Soal Latihan ->
- 1) Jawablah pertanyaan berikut berdasarkan artikel tentang KKM di bawah.
(a) Apa kepanjangan KKM?
(b) Berapa KKM minimal yang disebut artikel itu agar siswa menjadi hebat?
(c) Apa tugas guru yang semestinya tertanam dalam pemikiran menurut artikel itu?
- 2) Analisis apa saja yang menurut artikel tentang KKM di bawah dijadikan patokan penetapan KKM? Sebutkan semuanya.

Kutipan Artikel ->
+-------+
Twitter

Guru Mestinya Optimis Menentukan KKM Tinggi

Posted by Gustina Intan Tamara - -


Kriteria Ketuntasan Minimal (KKM) dalam istilah penilaian pendidikan merupakan titik terendah kejaran yang ditetapkan untuk menjadi target sehingga kita benar-benar mengakumulasikan segenap kekuatan dan kemampuan untuk mencapai titik tersebut. Eskalasi usaha yang timbul itulah yang menjadi secercah harapan seberapa tujuan pendidikan akan tercapai. Seberapa kemungkinan dunia pendidikan dinegeri tercinta ini maju.
Pertanyaan yang timbul adalah sudahkah KKM yang kita tentukan memberikan harapan kemajuan bagi negeri ini? Adakah KKM yang kita tentukan menimbulkan gairah berupaya untuk menyingsingkan lengan baju bekerja keras, sistematis dan berkesinambungan? Atau justru kita buat KKM yang sama sekali tidak memotivasi sehingga kekuatan dan kemampuan yang adapun tidak diberdayakan maksimal.
Mungkin kita dapat merepleksi semuanya. Pada saat ini tidak sedikit tapi tidak terlalu banyak “mindset” guru yang sudah merasa cukup “lunas” bekerja ketika sudah merencanakan pembelajaran, melaksanakannya, mengevaluasi, mengadakan perbaikan pengayaan sekedarnya kemudian menilai dan menaruh nilai itu pada daftar nilai. Bahkan tidak sedikit yang melenyapkan beberapa fase, yang penting menelorkan nilai pada daftar nilai. Padahal semestinya harus tertanam pemikiran bahwa tugas guru adalah membuat siswa menjadi hebat dalam materi apapun yang dibahasnya.
Untuk menjadi hebat mungkinkah dengan KKM yang 60% saja? Sepertinya 75% pun hanya membuat siswa kita biasa-biasa saja. Untuk hebat minimal 90% bahkan 100%. Kenapa tidak? Itu sasaran, itu target, hanya dengan target dan sasaran itulah kemungkinan segenap kemampuan indrawi ini bereaksi terpancing untuk mencurahkan segenap kemampuan dan kekuatan.
Mungkin beberapa orang dari kita berpikir bahwa itu hanya mimpi. Tidak terlalu salah memang, apabila kita tidak segera bangun. Beberapa analisis yang dijadikan patokan penetapan KKM seperti
1. Kompleksitas indikator (Kesulitan & Kerumitan)
2. Daya dukung (sarana/prasarana, kemampuan guru, lingkungan, dan biaya)
3. Intake siswa (masukan kemampuan siswa)
Itupun sepertinya dapat dipahami sebagai sebuah upaya untuk tidak terlalu sekenanya saja, “mengawang-ngawang” tapi kalau pada akhirnya apapun itu teori dan seberapa “jelimet” analisisnya kalau hanya menghasilkan sebuah bahu sandaran untuk dijadikan alasan dan tidak menimbulkan gairah eskalasi usaha dalam peningkatan mengajar dan belajar, sepertinya harus dikaji kembali.
+-------+
Bahan Pendukung ->
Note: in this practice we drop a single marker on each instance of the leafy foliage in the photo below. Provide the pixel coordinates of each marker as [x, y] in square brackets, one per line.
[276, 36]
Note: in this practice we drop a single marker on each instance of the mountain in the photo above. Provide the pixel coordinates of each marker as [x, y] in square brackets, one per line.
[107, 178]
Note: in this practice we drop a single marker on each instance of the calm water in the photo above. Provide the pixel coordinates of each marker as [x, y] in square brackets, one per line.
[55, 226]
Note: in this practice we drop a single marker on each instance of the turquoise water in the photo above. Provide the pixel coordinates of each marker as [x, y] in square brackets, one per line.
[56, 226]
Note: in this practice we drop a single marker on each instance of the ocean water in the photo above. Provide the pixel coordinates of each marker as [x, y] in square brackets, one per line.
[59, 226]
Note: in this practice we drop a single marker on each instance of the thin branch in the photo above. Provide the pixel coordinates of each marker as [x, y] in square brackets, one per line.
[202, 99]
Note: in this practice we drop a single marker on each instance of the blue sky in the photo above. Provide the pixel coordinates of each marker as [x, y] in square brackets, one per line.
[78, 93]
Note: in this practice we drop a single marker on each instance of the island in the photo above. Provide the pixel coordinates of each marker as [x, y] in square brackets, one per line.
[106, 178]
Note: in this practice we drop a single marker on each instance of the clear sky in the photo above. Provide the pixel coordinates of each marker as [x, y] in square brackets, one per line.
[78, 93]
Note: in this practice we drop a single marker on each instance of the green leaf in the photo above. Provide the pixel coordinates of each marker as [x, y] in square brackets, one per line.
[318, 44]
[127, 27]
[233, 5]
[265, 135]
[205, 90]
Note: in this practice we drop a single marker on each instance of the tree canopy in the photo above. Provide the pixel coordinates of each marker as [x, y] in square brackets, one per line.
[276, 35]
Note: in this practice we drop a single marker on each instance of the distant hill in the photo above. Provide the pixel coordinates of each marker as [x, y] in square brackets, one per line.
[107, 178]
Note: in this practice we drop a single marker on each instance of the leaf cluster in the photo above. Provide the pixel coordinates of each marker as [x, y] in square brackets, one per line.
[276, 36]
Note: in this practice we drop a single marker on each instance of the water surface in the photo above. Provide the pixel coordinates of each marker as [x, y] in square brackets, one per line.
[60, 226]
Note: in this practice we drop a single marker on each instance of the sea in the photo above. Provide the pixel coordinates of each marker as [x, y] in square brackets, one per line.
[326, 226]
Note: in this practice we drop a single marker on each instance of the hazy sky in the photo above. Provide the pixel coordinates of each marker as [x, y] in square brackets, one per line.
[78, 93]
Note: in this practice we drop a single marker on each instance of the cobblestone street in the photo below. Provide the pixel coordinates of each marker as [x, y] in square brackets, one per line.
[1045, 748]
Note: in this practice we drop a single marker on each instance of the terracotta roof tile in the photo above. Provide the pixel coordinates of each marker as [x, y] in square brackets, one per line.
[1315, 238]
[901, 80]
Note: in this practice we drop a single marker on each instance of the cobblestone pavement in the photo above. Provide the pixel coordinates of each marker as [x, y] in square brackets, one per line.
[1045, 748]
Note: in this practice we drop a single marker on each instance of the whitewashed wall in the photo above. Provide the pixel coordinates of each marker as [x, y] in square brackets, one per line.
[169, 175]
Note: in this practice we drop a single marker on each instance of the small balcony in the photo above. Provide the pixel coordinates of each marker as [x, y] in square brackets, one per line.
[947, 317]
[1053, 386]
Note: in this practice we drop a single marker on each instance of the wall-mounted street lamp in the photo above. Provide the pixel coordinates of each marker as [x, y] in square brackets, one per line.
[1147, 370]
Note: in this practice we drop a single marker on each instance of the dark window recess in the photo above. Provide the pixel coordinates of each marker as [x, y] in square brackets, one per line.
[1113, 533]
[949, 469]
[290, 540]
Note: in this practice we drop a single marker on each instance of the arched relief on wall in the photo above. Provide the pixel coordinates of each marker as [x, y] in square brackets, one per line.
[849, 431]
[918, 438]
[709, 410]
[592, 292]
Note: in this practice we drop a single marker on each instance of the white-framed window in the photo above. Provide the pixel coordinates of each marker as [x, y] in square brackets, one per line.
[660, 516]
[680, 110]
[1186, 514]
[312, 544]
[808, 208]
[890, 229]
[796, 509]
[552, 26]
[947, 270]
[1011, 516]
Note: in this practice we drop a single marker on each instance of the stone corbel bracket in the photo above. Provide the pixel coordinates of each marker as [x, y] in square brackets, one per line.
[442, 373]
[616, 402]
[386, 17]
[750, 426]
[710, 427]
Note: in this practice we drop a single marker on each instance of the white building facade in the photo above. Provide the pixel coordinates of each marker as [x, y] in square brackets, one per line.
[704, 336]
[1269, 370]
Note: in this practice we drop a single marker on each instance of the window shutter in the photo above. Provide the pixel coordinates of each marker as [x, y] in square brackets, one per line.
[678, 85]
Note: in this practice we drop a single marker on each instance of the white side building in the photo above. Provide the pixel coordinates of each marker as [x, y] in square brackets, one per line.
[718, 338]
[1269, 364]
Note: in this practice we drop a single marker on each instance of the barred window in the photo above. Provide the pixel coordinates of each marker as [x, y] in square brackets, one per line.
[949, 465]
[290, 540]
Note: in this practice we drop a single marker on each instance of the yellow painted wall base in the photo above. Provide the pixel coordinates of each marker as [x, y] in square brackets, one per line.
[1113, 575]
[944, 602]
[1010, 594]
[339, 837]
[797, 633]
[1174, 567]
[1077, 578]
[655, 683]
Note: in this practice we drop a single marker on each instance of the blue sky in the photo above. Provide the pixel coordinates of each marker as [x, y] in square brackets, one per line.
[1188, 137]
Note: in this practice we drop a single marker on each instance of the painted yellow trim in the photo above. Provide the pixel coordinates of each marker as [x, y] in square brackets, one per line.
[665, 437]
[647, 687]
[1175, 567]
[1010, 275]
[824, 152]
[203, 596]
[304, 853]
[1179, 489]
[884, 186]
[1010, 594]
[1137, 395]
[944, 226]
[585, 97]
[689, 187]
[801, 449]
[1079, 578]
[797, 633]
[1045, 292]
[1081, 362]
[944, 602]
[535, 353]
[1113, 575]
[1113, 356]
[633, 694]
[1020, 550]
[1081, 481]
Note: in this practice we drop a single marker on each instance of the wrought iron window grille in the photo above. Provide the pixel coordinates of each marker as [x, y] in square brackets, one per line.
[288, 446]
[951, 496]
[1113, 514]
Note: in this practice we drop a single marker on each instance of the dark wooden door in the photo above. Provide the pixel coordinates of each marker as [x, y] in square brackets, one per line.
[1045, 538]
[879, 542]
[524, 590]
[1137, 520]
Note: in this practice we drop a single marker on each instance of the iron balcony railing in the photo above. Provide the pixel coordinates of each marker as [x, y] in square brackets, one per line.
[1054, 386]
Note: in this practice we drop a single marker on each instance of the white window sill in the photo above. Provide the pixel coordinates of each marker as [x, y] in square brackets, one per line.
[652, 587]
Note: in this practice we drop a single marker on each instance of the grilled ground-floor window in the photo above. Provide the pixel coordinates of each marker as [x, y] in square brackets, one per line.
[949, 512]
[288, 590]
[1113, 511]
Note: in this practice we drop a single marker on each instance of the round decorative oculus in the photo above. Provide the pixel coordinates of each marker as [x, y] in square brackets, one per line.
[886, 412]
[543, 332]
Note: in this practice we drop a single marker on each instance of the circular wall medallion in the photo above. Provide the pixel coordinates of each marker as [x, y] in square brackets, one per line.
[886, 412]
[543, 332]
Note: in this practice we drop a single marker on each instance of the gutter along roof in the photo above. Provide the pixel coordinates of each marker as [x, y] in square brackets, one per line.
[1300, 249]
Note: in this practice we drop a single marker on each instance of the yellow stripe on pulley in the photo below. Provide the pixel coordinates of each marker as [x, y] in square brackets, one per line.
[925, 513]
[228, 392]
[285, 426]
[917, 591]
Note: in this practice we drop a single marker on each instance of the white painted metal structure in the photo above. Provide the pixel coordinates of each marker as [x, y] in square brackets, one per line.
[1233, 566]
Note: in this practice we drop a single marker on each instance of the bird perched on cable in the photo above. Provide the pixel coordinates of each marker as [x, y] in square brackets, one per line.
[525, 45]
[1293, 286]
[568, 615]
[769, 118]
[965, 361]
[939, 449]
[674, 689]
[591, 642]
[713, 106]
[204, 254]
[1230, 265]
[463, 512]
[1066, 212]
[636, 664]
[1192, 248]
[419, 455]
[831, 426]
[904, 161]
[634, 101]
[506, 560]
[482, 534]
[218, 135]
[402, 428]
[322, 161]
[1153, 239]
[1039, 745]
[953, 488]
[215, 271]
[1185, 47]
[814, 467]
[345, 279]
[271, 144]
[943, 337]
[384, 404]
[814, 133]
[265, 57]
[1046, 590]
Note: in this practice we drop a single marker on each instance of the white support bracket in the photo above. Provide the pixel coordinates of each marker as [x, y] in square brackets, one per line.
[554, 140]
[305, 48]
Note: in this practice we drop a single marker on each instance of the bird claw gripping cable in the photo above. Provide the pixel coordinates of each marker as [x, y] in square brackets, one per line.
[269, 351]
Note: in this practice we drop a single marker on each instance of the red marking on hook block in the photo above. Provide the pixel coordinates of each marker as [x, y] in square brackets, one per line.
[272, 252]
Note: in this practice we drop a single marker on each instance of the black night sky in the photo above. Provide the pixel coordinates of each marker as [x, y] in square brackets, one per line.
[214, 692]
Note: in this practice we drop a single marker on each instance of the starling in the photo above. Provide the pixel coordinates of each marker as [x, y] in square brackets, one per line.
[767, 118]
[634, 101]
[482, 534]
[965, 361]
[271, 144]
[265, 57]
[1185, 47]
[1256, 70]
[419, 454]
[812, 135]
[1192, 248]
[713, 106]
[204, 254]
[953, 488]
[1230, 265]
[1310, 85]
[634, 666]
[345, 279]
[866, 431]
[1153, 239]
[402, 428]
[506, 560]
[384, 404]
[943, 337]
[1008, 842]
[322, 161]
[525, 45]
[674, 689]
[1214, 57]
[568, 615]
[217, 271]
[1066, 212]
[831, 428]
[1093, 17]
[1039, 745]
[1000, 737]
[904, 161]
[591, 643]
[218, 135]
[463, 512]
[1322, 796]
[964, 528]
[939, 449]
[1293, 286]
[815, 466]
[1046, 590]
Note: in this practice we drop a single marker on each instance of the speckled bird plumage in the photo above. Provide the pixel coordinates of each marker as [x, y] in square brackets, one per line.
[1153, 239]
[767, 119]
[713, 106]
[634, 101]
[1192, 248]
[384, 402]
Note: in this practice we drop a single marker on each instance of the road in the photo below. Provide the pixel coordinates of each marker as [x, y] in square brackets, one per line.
+-------+
Kunci Jawaban ->
- 1)
(a) Kriteria Ketuntasan Minimal.
(b) Minimal 90%, bahkan 100%.
(c) Membuat siswa menjadi hebat dalam materi apa pun yang dibahasnya.

- 2)
1. Kompleksitas indikator (kesulitan dan kerumitan)
2. Daya dukung (sarana/prasarana, kemampuan guru, lingkungan, dan biaya)
3. Intake siswa (masukan kemampuan siswa)